#### Reading text:
★ ★ ★ ★

Note also, that the data shown is not the real data, the expression is not a real expression and something tells me that everything is different including the clock spinning backwards. Good luck writing scripts to solve unknown requirements on unknown data with unknown restrictions.

bakunin

2 Likes

Hi.

Yes, same idea, but not using files, rather memory -- not a big difference for small files, but for very large files, awk will be probably faster up to a memory limit, after which the shell solution could be a winner just for not using too much memory. That'd be a big file.

The sample suggests not-huge data.

Apologies to jgt for not recognizing the same solution, thanks to bakunin for pointing it out... cheers, drl

jgt's solution has UUOC: >outfile simply truncates a file.
The following should be more efficient, and uses a partial *glob* match.

★ ★ ★ ★

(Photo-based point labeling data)
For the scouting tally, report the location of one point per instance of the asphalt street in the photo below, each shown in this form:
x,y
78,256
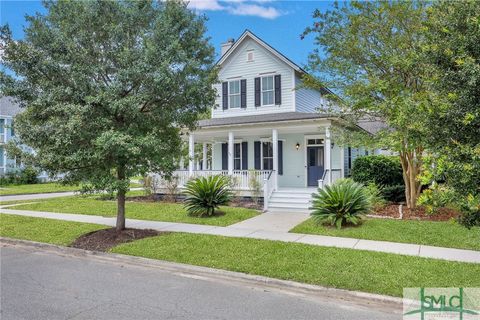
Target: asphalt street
x,y
38,284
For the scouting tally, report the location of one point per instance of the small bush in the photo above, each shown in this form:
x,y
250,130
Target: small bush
x,y
379,169
470,209
344,202
436,197
205,195
394,193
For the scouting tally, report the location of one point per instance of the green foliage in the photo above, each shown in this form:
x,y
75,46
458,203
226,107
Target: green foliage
x,y
451,47
205,195
27,175
394,193
344,202
376,195
107,86
379,169
470,208
437,196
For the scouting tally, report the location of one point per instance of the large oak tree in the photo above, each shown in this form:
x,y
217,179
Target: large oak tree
x,y
107,87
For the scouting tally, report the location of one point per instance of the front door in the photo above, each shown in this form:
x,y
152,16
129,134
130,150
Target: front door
x,y
314,165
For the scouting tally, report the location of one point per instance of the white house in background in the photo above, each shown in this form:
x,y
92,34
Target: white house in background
x,y
8,110
265,127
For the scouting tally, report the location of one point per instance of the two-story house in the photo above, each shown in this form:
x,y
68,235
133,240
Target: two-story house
x,y
266,127
8,110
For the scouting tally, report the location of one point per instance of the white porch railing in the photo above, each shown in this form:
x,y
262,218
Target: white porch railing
x,y
241,179
336,174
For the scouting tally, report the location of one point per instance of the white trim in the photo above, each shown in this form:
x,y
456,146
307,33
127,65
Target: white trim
x,y
246,34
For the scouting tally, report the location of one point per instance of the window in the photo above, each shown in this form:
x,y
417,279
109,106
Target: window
x,y
267,90
234,94
237,156
267,156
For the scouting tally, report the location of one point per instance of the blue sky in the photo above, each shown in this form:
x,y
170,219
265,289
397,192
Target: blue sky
x,y
279,23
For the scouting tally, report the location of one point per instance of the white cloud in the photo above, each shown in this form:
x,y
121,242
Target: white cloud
x,y
253,8
213,5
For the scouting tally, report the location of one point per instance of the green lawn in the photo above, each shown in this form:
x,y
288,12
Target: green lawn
x,y
43,230
35,188
158,211
333,267
42,188
442,234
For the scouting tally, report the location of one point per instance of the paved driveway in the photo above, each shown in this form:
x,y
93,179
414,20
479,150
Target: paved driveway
x,y
39,284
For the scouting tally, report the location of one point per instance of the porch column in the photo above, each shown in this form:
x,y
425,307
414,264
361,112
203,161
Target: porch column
x,y
275,157
204,158
230,153
191,153
328,154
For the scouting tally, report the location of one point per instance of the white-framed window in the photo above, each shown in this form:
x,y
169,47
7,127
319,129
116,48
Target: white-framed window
x,y
237,156
266,156
249,56
234,94
267,90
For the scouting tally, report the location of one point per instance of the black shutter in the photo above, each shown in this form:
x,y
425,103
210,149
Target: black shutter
x,y
224,156
225,95
245,155
278,89
280,157
243,93
256,151
257,92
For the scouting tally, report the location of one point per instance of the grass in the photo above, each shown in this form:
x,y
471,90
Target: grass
x,y
48,187
43,230
366,271
35,188
442,234
158,211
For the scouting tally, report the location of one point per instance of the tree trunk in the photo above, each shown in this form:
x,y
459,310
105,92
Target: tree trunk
x,y
121,201
411,166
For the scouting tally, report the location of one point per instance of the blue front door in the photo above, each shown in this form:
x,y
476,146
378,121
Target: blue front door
x,y
315,165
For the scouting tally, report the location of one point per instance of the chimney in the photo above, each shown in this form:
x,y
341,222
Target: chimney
x,y
227,45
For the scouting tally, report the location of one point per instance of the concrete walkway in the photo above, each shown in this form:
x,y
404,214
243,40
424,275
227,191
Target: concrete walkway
x,y
268,234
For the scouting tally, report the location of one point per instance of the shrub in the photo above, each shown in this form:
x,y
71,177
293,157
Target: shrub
x,y
344,202
379,169
394,193
470,209
376,196
204,195
436,197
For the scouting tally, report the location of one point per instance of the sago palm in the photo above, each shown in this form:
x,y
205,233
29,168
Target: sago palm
x,y
344,202
205,195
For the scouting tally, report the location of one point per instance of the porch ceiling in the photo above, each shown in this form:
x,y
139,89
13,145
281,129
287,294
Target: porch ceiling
x,y
262,130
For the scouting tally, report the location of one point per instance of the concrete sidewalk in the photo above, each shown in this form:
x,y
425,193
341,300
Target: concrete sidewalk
x,y
258,233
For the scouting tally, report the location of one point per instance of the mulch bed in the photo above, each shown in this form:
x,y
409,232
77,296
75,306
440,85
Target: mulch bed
x,y
105,239
442,214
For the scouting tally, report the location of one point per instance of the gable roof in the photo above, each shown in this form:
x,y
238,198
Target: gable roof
x,y
248,34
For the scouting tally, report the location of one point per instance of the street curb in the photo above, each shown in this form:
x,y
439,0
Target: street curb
x,y
354,297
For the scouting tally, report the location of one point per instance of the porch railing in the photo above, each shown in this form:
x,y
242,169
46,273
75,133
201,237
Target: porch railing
x,y
241,179
325,180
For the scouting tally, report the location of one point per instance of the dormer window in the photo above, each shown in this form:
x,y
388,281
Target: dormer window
x,y
234,94
249,56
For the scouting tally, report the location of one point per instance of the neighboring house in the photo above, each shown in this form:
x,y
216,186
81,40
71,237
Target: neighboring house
x,y
265,128
8,109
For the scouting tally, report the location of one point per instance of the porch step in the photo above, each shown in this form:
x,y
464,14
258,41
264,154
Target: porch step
x,y
291,200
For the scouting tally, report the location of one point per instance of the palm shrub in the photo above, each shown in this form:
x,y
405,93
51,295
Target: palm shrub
x,y
344,202
204,195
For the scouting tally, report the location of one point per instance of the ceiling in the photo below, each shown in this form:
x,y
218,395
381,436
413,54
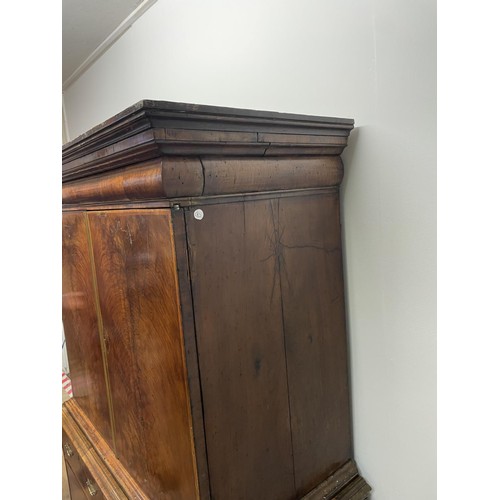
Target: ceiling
x,y
89,27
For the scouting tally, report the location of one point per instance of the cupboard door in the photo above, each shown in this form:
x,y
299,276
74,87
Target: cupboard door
x,y
315,336
137,284
238,316
81,325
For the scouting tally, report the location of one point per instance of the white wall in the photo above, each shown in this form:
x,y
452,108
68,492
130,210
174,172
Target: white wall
x,y
371,60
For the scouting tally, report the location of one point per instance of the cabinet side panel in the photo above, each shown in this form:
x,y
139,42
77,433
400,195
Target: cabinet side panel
x,y
239,332
81,326
135,268
313,308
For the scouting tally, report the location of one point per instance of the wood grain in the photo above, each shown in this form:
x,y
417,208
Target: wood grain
x,y
78,428
241,353
310,255
136,275
172,178
191,350
151,129
345,483
81,326
232,175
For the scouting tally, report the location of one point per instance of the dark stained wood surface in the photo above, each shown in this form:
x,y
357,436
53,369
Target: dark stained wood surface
x,y
310,258
239,329
136,276
344,484
191,350
231,175
163,178
178,178
151,129
89,446
81,325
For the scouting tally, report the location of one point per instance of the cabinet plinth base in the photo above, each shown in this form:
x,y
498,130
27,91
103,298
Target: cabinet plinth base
x,y
344,484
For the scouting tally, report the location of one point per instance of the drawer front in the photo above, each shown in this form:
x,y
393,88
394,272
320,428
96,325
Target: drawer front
x,y
80,470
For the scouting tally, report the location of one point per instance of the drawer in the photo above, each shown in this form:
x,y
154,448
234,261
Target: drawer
x,y
73,456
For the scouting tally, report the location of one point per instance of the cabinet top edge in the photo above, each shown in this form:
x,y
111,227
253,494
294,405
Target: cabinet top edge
x,y
150,129
149,106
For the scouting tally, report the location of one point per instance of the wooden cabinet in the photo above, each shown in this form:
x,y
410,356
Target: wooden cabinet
x,y
203,305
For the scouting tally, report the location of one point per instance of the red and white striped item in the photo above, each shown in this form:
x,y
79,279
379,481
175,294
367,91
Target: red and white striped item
x,y
67,385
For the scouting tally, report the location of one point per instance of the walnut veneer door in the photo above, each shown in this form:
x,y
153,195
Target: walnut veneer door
x,y
269,313
137,285
81,325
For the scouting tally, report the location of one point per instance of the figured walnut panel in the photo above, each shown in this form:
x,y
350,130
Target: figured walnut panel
x,y
136,276
172,178
81,325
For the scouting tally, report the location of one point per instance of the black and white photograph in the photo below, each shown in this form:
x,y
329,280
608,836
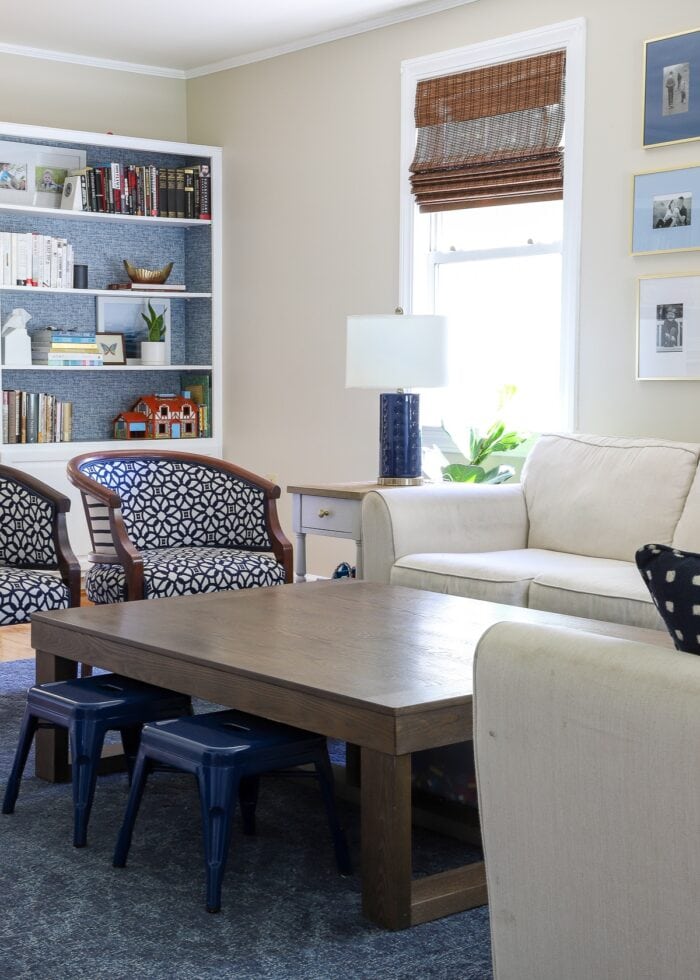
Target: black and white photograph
x,y
669,327
672,211
13,176
675,95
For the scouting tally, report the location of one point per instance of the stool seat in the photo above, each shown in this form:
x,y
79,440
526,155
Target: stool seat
x,y
227,751
89,707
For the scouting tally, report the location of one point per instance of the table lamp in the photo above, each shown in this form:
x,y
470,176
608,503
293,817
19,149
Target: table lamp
x,y
397,351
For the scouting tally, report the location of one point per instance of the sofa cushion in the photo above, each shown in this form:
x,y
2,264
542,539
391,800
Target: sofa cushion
x,y
497,576
603,497
673,579
602,588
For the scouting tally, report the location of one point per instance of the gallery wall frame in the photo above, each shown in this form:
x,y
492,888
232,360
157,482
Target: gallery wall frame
x,y
664,215
33,175
671,89
668,328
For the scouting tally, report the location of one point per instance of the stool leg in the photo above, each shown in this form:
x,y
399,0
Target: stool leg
x,y
86,740
30,723
248,799
131,739
218,788
138,782
340,844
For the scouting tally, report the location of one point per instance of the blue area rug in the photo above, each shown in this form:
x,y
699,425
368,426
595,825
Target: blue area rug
x,y
67,914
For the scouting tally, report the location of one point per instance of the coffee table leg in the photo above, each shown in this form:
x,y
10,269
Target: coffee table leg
x,y
386,838
51,743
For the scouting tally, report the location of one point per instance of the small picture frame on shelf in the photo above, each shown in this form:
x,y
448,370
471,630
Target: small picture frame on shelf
x,y
671,89
121,314
664,216
668,328
32,175
112,348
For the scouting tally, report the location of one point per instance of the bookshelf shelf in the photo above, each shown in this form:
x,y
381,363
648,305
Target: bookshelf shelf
x,y
116,367
114,293
102,241
33,211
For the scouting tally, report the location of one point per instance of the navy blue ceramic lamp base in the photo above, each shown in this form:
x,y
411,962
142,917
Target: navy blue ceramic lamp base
x,y
400,461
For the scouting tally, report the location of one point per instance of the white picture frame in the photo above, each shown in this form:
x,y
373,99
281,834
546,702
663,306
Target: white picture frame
x,y
668,328
122,314
32,175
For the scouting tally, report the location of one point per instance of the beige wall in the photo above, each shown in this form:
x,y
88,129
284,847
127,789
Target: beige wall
x,y
51,93
311,146
311,216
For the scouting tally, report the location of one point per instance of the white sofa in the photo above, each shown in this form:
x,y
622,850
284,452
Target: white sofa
x,y
562,540
589,795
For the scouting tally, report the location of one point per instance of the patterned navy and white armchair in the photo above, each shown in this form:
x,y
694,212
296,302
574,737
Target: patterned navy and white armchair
x,y
167,523
38,570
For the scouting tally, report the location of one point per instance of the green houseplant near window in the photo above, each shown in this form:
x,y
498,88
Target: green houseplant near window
x,y
495,440
153,349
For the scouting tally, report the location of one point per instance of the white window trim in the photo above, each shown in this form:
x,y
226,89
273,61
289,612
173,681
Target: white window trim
x,y
569,35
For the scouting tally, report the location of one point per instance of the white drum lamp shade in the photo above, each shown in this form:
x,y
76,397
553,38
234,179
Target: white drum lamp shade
x,y
396,351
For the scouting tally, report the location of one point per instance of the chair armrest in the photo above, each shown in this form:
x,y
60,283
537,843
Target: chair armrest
x,y
66,561
110,540
449,518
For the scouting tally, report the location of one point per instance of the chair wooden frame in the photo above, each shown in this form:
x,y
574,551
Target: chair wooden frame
x,y
110,540
66,562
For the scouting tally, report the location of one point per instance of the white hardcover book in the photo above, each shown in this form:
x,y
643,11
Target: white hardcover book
x,y
6,257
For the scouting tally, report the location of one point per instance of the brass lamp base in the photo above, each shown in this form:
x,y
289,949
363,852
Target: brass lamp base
x,y
400,481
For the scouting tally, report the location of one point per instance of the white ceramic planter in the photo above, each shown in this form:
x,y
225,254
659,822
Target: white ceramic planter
x,y
153,352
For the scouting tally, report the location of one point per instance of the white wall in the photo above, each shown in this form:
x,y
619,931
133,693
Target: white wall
x,y
51,93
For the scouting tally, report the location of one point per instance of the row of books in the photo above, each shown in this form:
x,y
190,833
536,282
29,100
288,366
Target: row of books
x,y
166,192
35,417
65,349
31,259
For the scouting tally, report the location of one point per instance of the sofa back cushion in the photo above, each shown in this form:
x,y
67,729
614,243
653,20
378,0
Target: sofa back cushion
x,y
591,495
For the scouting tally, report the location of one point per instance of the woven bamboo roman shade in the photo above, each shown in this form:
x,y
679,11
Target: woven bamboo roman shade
x,y
490,136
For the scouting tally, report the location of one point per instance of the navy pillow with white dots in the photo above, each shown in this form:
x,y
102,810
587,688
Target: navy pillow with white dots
x,y
673,579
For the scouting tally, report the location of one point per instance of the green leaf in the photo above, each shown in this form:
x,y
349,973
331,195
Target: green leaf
x,y
463,473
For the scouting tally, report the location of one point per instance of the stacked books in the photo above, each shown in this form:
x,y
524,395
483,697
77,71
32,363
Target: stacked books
x,y
29,416
74,350
30,259
166,192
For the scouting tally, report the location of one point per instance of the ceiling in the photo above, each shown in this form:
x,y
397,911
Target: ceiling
x,y
181,39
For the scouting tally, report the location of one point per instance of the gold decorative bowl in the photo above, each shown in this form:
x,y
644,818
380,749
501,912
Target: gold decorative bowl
x,y
148,275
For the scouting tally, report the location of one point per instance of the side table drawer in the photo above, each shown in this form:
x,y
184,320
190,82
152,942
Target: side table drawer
x,y
331,514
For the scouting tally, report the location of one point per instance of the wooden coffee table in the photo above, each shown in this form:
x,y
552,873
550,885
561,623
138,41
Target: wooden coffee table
x,y
386,668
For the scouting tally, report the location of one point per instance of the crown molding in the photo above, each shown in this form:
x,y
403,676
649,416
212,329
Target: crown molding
x,y
88,61
371,24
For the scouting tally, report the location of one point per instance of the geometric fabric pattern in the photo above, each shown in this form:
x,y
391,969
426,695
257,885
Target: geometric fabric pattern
x,y
26,528
673,579
23,592
186,571
170,503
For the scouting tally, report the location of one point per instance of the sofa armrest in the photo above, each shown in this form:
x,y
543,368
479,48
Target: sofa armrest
x,y
450,518
569,729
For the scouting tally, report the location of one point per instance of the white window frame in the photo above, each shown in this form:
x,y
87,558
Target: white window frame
x,y
569,36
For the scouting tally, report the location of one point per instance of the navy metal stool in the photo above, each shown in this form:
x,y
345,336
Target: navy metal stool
x,y
89,707
227,751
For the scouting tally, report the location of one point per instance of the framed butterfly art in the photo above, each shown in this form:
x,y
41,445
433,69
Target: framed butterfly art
x,y
111,347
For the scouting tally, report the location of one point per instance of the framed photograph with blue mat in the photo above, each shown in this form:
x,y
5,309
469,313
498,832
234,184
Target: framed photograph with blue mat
x,y
668,328
672,89
663,210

★ ★ ★ ★

#### Task requirements:
A) Copy the forum thread from "Note also, that" up to and including "a big file.", keeping every word and mark the same.
B) Using the forum thread, decide whether each statement agrees with it. For each, answer yes or no and quote the words that settle it. (i) The sample points to huge data. (ii) jgt's solution has UUOC. (iii) For very large files, awk will probably be faster up to a memory limit.

#### Answers to the problems:
A)
Note also, that the data shown is not the real data, the expression is not a real expression and something tells me that everything is different including the clock spinning backwards. Good luck writing scripts to solve unknown requirements on unknown data with unknown restrictions.

bakunin

2 Likes

Hi.

Yes, same idea, but not using files, rather memory -- not a big difference for small files, but for very large files, awk will be probably faster up to a memory limit, after which the shell solution could be a winner just for not using too much memory. That'd be a big file.

B)
(i) No: "The sample suggests not-huge data."
(ii) Yes: "jgt's solution has UUOC"
(iii) Yes: "for very large files, awk will be probably faster up to a memory limit"